=== DIRECTIONS ===
1: In the text on Corbyn's leadership bid, why does Corbyn say Labour should not be campaigning for a Yes vote on EU membership yet? Answer in one to three sentences.
2: According to the text on Corbyn's leadership bid, what debt ratio did the post-war Labour government have?

He cites the post-war era, when the Labour government had a 250 per cent debt ratio, yet invested heavily in infrastructure and public services, as proof that austerity is not the only way forward.
Miliband’s swift resignation, too, seemed a kind of capitulation: “The Conservatives only managed a majority of 12. Miliband could have carried on for three months, or even six months.” This, in turn, would have given the party more time to recalibrate prior to a leadership election, he argues. The short timeline of the leadership election is something Corbyn has publicly criticised and may go some way to explaining the lateness of his bid.
Corbyn’s reluctance to be pinned down on EU membership may well stem from similar distrust of climbing into bed with David Cameron and his party. The cross-party Yes campaign, launched last Friday, seemed a “bit rushed”, and, Corbyn believes, could alienate voters. “We should not be campaigning for a Yes vote when we don’t even know what it will say. We should be making demands – saying ‘here’s what we want from it’”.
For a start, Corbyn wants a re-examination of the EU’s connection with Nato, and challenges to the power of the Central Bank. This more careful approach, he believes, could stop unsure voters from “ending up in bed with a load of xenophobes who don’t want anything to do with Europe”.
One interesting result of Corbyn’s presence in the race has been a widespread questioning of the party’s electoral mechanisms. On Friday, the Guardian ran a leader on the race, alleging that “rigid nomination rules” are forcing candidates out of the running, following Mary Creagh’s withdrawal.
Of Corbyn, the paper notes: “Few . . . would imagine [him] in No 10. But he too has a right to a place in a contest where his role could prove significant”. The leader ends by calling for MPs to endorse Corbyn.
Yet, in a somewhat nose-cutting move, Corbyn has lashed out repeatedly at the suggestion that Andy Burham could donate supporters to him, as one way to sidestep the strict electoral rules: “I don’t want charity nominations – I want people to nominate or not on the basis that there’s a valid point to be made here. There are problems with the electoral system but that’s an issue for tomorrow, not today.”
He’s also critical of other party processes. During the election campaign, Corbyn was pushing for a policy on renting to be included in the manifesto, and says the whole process of lobbying frontbenchers made him feel “awkward”. “Where’s the democratic accountability for me doing that, and then them writing it in? Can’t we let conference decide a few things?”

=== RECORDS SHOWN ===
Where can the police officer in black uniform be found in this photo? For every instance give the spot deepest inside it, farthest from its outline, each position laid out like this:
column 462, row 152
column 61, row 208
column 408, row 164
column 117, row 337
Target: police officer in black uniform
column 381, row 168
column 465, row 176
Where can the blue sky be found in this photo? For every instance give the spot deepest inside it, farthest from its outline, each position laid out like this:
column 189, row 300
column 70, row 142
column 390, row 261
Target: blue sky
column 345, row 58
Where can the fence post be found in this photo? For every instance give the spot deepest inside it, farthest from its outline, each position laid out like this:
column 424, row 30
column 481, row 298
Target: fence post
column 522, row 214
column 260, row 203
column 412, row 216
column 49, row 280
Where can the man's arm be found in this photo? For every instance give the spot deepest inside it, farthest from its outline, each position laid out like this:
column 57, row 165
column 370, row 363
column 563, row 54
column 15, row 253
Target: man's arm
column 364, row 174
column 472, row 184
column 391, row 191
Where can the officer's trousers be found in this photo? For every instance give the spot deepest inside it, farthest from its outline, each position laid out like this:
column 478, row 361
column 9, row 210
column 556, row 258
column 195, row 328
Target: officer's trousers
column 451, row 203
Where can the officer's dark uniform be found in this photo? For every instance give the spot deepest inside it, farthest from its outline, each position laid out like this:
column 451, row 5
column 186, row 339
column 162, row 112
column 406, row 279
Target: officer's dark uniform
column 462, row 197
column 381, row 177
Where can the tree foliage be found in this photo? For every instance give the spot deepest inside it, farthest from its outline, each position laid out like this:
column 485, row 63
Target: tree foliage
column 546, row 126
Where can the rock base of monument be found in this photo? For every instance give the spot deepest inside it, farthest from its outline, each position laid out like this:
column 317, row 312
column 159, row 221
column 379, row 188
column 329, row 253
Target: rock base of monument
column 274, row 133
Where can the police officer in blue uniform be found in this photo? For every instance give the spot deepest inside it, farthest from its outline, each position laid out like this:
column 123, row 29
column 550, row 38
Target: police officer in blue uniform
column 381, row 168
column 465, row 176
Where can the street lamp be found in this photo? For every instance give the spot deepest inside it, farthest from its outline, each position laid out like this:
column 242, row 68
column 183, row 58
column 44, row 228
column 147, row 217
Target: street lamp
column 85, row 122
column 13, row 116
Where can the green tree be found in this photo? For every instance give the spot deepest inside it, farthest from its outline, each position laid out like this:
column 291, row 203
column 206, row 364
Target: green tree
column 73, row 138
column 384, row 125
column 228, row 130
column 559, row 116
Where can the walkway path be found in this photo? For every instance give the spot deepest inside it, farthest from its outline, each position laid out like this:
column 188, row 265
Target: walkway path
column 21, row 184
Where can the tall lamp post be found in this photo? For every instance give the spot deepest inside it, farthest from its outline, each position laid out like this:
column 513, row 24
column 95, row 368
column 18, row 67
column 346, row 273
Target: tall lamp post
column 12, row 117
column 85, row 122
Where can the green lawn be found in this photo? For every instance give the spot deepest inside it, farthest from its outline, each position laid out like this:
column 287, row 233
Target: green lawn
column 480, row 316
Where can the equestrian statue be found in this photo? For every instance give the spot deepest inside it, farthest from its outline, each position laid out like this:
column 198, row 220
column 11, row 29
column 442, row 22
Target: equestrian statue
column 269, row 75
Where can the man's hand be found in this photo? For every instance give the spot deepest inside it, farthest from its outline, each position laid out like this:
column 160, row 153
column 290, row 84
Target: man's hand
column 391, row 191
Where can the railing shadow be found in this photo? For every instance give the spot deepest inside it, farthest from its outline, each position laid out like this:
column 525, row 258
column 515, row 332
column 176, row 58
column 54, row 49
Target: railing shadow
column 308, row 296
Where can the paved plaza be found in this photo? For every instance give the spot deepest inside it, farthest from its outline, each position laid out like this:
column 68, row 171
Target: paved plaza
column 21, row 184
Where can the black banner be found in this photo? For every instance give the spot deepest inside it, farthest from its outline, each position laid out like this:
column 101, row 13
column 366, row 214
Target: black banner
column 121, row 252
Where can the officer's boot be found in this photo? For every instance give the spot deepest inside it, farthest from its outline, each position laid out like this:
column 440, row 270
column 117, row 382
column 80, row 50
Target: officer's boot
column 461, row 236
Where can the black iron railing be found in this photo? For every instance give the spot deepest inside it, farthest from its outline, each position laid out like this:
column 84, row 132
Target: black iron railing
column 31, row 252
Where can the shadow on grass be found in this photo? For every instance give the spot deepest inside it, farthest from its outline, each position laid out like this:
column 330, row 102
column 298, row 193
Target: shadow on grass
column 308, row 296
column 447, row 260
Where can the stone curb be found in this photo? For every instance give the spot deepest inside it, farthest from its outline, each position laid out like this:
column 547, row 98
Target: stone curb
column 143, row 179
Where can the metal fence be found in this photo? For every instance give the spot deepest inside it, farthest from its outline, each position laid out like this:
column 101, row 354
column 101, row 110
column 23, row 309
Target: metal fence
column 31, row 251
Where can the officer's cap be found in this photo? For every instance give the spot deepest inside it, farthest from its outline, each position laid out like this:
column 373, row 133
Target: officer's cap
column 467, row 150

--

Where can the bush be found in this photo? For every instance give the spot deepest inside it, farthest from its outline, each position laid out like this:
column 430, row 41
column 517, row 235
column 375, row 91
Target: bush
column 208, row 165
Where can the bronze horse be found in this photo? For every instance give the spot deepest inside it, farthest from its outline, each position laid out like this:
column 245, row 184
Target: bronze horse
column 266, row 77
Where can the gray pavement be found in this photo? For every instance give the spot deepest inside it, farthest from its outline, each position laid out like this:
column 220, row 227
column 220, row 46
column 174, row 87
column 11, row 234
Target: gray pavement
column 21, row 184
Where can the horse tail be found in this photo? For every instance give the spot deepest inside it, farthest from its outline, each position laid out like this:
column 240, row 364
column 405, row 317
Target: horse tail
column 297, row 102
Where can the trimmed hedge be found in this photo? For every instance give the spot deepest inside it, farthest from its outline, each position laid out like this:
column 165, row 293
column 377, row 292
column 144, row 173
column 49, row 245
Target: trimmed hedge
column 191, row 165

=== ANSWERS IN ORDER ===
1: Corbyn says the party should not campaign for a Yes vote when it doesn't yet know what the vote will say. Instead it should be making demands about what it wants. He also believes the cross-party Yes campaign, which seemed "a bit rushed," could alienate voters.

2: A debt ratio of 250 per cent.